__Task list__.
[1] Answer these questions using the passage on FNO sound-wave prediction error:
(a) Around which part of a reflective object does the most error appear?
(b) At which grid point were the impulse responses measured?
(c) What frequency does the bold black line in Figure 4 mark?
[2] Name every kind of experiment that the passage on FNO sound-wave prediction error mentions.
[3] In the passage on FNO sound-wave prediction error, copy word for word the part starting at "In support of" and ending at "to rise considerably.".

>> Start Document segment

With this established, superposition was introduced from reflective surfaces, rather than multiple sound sources. Superposition from reflections is modelled more poorly in comparison. Trivial solutions exist for the free-field multiple source experiments, whilst the most complex B+S experiments feature many reflections and diffraction effects. In all examples however, the wavefront is modelled well by the FNO models as they appear darkest in all absolute error plots shown. The most error is apparent around reflective objects, surrounding the opposing faces to where a wave has contacted it.
The FNO is also able to predict the location of reflective objects well in the domain. In the scattering and B+S examples, the silhouettes of the objects can be seen in the absolute error plots, demonstrating that FNO networks predict very little noise inside areas where pressure should equal zero at all times.
Table 4 records the MSE of predictions from all FNO networks trained. These error values represent the MSE of all (x, y, t) points for the examples pictured. FNO models appear to learn more efficiently from FDTD data produced using the SRL stencil function. However, there is very little difference between the errors reported for SRL and IWB configurations, meaning FNO can learn efficiently from both datasets.
MSE values for predictions. Error is quantified over the entire prediction at all grid points. Predictions with the highest error in a set of experiments are highlighted red and those with the lowest error are highlighted in green.
In support of Figure 3c, the amount of error in a prediction scales roughly with problem complexity. This is evident in the error quantified for the multi-source experiments, where error increases with the number of sound sources predicted. Furthermore, all other experiments which introduce reflections report higher MSE values than the reflection-free multi-source tests. This suggests that wave superposition that arises from reflections is harder to model using FNO networks than superposition from multiple sound sources. Incorporating reflective boundaries causes error to rise considerably.
Reflections, and diffraction in the scattering and B+S examples, are more complex phenomena than wave propagation in a free-field with no absorption losses. This produces a more intricate spectra when FDTD data is transformed using the FFT within the FNO hidden layers. In turn, it becomes increasingly difficult for the FNO to map between input and target functional spaces without significantly increasing the volume of training data the model receives. The shape of the reflective object does not appear to affect prediction accuracy meaningfully as the range of values reported is low.
4.1 Frequency-domain analysis
Transfer Functions (TFs) were taken from each domain for analysis and the results are presented in Figure 4. These TFs were obtained by measuring an impulse response from the center point of the grid ((x, y) = (32, 32)). The impulse responses were then transformed using a 4096-point real-valued FFT to plot the magnitude spectra. Transfer functions taken from multi-source predictions agree with ground-truth TFs taken from FDTD simulations well, visible by the similar line plots and by the low MSE values reported. To reinforce previous findings, it can be seen that error in predictions increases with problem complexity.
![]() |
Figure 4 Transfer functions taken from the center of the domain for SRL and IWB FDTD and FNO solutions. The bold black line marks 1.25 kHz, the cutoff frequency of the lowpass filter that was applied to training data. |
Both the scattering and B+S experiments involve modelling diffraction as the wave is scattered by an object. Diffraction appears to be poorly modelled, as there is often considerable error in the lowest frequency ranges of the TFs for these experiments, where diffraction would be most apparent. This can further be verified by comparing these results to the multi-source and boundary experiments, where the true and predicted TFs match more closely.

>> End Document segment
>> Start Raw records

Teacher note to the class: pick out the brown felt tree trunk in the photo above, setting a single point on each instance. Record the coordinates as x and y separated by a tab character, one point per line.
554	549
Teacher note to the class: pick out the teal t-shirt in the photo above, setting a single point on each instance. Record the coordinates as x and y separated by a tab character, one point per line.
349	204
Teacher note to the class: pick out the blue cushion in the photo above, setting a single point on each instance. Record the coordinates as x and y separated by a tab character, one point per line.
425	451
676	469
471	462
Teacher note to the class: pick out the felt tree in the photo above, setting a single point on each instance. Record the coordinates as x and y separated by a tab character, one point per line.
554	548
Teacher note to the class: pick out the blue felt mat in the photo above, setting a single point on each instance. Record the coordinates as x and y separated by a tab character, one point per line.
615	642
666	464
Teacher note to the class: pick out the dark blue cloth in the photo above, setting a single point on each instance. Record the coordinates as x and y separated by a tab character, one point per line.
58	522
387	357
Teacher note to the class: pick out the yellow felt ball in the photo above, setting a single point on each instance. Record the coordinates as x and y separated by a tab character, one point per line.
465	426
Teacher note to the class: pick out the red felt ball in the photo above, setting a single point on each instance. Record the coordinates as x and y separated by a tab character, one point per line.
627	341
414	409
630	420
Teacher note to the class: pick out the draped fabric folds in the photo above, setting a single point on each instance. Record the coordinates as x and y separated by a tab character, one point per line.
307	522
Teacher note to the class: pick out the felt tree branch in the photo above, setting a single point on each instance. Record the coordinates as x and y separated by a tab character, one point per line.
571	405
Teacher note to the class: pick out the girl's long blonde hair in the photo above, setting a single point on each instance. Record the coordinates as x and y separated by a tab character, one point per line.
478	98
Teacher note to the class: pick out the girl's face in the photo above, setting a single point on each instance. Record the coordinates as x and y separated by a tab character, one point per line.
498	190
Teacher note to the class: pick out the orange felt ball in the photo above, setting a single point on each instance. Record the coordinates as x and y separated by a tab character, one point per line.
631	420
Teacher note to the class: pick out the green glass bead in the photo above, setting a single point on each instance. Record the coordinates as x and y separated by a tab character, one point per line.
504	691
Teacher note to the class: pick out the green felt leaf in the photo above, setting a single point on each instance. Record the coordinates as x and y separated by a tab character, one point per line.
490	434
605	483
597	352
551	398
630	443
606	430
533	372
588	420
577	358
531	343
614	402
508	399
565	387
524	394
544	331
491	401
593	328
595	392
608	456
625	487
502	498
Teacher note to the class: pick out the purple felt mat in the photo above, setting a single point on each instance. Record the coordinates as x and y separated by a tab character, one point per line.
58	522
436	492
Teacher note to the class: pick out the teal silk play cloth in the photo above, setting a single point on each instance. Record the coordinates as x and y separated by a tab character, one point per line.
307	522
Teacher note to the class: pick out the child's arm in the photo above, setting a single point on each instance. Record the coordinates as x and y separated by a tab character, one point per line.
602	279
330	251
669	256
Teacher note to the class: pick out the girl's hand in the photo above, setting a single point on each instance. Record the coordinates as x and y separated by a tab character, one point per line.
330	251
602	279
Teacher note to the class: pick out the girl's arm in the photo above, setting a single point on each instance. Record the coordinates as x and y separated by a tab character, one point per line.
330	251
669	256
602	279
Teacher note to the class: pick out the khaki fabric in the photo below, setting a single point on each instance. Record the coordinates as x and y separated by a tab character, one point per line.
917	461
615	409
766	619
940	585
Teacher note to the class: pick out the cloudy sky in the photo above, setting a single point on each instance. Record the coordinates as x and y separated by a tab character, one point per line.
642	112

>> End Raw records

__Results of the exercise__.
[1]
(a) Around the faces opposite to where a wave has contacted the object.
(b) At the center point of the grid, (x, y) = (32, 32).
(c) 1.25 kHz, the cutoff frequency of the lowpass filter applied to the training data.

[2] Multi-source, scattering, B+S, boundary

[3]
In support of Figure 3c, the amount of error in a prediction scales roughly with problem complexity. This is evident in the error quantified for the multi-source experiments, where error increases with the number of sound sources predicted. Furthermore, all other experiments which introduce reflections report higher MSE values than the reflection-free multi-source tests. This suggests that wave superposition that arises from reflections is harder to model using FNO networks than superposition from multiple sound sources. Incorporating reflective boundaries causes error to rise considerably.